● What the exercise asks
Please reproduce the line containing "If you could mark the baseboard" and every line after it in the records below, exactly and with nothing else.

Stored items from a collection
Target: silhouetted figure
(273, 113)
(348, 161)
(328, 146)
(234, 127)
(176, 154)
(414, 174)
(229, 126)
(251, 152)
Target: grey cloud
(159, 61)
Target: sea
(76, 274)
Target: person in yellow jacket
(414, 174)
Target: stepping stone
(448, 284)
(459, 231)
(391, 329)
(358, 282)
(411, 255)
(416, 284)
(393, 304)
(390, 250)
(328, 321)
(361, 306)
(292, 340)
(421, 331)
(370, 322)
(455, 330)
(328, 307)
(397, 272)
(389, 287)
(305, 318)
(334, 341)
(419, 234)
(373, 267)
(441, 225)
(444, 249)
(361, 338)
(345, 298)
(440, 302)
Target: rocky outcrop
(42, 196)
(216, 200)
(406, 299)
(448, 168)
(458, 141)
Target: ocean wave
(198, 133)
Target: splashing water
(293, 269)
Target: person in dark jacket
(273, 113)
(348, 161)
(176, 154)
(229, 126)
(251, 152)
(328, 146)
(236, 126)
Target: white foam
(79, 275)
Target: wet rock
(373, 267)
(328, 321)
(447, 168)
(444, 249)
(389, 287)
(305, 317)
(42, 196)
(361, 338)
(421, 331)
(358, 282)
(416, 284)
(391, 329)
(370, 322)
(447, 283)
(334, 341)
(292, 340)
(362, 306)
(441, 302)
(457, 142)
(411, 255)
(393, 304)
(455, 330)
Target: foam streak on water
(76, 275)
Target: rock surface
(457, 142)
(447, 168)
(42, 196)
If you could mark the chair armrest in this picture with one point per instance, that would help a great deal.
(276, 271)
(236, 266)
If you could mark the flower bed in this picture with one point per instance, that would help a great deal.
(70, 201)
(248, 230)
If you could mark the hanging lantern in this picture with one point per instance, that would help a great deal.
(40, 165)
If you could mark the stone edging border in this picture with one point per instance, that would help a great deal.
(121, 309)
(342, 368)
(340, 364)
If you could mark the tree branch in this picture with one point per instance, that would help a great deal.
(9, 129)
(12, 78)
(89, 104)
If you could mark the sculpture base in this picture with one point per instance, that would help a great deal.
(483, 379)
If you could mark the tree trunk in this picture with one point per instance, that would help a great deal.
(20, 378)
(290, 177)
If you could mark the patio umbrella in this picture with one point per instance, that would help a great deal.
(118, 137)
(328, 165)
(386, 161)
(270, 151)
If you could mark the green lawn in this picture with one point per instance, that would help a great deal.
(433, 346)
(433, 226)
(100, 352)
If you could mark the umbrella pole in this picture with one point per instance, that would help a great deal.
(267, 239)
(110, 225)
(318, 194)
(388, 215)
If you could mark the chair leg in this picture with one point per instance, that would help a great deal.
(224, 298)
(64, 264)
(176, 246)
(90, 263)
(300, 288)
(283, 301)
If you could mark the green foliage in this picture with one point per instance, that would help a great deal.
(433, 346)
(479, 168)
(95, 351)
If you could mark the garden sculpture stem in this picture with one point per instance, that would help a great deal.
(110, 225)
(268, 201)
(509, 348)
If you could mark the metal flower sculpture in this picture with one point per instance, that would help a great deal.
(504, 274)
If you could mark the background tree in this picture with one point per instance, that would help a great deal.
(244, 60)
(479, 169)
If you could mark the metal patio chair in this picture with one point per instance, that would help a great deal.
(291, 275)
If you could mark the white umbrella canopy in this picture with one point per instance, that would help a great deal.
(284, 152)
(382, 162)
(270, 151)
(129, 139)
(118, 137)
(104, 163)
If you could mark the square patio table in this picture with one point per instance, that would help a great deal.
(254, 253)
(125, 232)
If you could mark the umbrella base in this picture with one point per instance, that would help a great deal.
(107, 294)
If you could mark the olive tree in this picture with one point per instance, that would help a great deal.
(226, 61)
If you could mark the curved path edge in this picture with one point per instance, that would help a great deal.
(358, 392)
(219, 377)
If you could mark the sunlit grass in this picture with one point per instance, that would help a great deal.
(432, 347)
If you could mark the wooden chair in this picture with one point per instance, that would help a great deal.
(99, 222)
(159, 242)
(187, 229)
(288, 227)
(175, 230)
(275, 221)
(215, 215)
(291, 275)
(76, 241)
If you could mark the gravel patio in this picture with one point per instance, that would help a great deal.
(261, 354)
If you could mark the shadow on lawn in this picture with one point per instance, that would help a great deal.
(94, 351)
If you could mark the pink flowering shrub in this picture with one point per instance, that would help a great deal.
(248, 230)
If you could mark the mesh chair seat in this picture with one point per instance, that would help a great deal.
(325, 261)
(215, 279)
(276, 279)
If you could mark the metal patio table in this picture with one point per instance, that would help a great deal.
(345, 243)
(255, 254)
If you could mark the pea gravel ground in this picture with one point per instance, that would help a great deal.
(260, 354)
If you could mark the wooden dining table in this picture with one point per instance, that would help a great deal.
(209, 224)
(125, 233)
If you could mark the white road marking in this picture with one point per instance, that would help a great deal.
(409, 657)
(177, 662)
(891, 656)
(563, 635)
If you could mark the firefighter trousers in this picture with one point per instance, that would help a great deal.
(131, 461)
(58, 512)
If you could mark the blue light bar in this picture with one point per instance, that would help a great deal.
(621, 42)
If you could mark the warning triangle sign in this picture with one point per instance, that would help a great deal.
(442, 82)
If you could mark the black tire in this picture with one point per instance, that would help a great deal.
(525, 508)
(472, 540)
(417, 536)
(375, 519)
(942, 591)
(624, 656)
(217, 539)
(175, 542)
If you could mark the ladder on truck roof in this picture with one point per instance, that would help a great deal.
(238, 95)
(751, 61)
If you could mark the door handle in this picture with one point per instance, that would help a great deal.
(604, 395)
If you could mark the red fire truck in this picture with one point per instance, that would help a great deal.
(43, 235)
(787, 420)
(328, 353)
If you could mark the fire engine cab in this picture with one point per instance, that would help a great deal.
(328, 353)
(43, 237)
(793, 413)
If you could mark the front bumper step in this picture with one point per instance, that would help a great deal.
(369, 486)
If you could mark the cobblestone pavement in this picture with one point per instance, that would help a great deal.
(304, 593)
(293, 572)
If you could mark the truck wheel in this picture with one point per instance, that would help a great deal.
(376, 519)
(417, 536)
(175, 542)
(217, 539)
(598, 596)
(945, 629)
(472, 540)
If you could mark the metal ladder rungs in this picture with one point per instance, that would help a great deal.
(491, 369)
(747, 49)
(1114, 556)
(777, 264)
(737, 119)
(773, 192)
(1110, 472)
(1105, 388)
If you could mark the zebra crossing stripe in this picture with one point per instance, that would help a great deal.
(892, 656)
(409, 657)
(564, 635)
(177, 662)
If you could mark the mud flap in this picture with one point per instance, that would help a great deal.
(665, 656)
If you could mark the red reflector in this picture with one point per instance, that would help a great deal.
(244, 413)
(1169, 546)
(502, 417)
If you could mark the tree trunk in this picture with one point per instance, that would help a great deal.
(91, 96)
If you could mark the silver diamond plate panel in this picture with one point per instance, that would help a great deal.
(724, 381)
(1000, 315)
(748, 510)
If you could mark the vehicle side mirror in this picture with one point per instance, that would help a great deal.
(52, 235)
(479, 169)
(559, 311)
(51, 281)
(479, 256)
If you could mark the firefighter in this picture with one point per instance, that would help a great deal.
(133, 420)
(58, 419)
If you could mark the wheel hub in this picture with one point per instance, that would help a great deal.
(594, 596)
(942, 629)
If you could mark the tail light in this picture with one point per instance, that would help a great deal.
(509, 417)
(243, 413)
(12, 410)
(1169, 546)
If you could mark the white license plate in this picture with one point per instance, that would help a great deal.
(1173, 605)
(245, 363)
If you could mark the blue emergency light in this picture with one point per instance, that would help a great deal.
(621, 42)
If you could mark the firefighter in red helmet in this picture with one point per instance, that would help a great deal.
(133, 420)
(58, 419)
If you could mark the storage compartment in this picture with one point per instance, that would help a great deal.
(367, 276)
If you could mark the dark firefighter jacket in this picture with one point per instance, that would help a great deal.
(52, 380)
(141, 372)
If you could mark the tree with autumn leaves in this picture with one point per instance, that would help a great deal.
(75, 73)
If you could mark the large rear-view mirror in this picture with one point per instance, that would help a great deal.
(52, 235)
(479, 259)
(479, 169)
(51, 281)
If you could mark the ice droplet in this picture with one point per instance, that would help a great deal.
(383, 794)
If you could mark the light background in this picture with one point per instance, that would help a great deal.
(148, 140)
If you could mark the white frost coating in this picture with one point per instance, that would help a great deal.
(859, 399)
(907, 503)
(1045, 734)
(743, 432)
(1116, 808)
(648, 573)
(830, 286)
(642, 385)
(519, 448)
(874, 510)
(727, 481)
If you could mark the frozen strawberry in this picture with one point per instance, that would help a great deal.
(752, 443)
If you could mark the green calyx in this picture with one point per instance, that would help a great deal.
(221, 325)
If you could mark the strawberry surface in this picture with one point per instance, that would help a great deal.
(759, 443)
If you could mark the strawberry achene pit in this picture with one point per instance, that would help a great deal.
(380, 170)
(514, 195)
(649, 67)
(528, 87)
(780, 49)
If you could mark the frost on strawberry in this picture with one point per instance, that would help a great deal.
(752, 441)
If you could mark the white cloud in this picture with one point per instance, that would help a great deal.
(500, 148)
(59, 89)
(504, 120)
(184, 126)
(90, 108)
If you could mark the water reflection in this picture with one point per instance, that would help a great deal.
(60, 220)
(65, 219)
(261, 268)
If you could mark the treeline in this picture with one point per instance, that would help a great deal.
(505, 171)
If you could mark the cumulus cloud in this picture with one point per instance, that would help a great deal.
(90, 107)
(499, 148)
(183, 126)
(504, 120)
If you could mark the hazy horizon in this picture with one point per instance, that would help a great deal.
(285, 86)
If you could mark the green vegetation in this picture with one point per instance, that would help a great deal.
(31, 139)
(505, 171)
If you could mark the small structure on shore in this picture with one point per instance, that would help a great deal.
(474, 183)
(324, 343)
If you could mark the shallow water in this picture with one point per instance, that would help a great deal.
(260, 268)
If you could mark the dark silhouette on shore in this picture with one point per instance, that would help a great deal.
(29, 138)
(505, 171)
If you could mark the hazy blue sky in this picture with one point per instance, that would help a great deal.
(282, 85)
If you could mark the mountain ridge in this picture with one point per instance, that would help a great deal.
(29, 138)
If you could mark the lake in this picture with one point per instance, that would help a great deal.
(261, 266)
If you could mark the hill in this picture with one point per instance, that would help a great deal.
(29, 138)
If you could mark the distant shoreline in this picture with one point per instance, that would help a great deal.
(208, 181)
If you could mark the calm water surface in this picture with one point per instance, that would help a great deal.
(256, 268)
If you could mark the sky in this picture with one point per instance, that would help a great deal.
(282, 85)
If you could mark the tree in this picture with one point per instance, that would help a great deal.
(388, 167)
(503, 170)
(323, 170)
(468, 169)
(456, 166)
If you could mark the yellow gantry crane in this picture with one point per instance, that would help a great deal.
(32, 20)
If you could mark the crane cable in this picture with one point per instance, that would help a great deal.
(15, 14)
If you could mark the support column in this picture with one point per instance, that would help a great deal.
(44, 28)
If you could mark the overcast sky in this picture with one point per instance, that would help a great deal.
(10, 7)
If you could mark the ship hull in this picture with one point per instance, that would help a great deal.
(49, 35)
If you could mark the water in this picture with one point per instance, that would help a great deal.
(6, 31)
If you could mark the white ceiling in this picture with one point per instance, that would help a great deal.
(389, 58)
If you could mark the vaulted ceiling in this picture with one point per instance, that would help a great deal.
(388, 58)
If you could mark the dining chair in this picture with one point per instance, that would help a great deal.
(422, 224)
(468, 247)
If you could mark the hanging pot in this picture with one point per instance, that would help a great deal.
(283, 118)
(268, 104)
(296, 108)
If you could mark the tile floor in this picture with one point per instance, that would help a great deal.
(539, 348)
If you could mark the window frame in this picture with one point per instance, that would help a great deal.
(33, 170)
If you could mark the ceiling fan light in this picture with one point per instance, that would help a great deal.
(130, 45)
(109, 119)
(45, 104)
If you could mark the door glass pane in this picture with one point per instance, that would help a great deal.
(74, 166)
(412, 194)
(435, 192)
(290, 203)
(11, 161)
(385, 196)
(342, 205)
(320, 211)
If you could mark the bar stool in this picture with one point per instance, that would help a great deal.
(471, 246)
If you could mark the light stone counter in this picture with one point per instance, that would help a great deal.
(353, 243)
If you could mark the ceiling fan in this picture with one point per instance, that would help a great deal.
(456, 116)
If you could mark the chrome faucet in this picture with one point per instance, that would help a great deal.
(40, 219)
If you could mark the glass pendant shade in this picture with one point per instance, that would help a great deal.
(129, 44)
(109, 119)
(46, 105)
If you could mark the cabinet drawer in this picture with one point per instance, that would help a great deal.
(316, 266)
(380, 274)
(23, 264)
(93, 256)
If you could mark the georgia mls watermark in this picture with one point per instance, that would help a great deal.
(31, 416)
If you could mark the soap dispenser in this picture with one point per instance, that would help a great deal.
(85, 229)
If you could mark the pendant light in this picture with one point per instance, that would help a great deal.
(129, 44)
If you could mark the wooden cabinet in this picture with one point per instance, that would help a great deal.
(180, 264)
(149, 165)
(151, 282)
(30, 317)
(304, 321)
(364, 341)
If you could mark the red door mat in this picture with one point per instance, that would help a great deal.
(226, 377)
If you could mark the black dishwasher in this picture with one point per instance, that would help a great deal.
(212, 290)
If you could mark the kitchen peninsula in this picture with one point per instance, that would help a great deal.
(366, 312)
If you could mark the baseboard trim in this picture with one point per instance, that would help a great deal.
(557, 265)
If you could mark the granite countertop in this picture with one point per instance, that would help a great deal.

● Answer below
If you could mark the baseboard trim in this picture with one point per instance, that would help a great deal.
(557, 265)
If you could mark the granite countertop in this picture with one point per instance, that would help a great deal.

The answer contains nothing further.